===== Records supplied

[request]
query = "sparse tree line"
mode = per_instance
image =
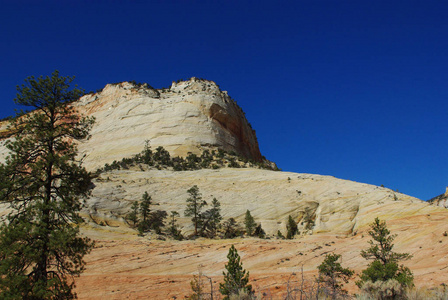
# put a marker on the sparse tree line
(160, 159)
(44, 185)
(206, 219)
(384, 277)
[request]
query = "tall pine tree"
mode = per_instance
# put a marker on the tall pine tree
(236, 279)
(44, 183)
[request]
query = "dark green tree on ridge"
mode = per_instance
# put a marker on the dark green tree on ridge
(43, 183)
(236, 279)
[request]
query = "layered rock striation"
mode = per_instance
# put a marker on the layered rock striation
(190, 116)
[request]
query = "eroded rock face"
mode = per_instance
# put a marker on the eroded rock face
(441, 200)
(189, 117)
(319, 204)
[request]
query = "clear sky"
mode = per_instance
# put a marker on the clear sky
(353, 89)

==========

Work instructions. Write out all the records above again in full, requests included, but increase every point coordinate by 72. Leave the pictures out.

Solution for this problem.
[request]
query = "sparse tree line"
mode = per_instance
image =
# put a marker on the sparse tree line
(232, 231)
(116, 257)
(278, 291)
(456, 349)
[request]
query = "tall pine tree"
mode = per_instance
# put a marker on the tall pine tree
(308, 351)
(116, 255)
[request]
query = "dark green tree on ridge"
mode = per_instance
# put a marker on the dark green tree on ridge
(115, 255)
(308, 351)
[request]
query = "layered rock striation"
mode = per_instance
# put a marker on the layered rock striation
(262, 188)
[request]
query = "eroded rock face"
mode = per_instance
# put a marker on the eroded rock face
(513, 272)
(261, 189)
(391, 276)
[request]
query = "clear sky"
mode = per_instance
# put a marker on the clear sky
(425, 161)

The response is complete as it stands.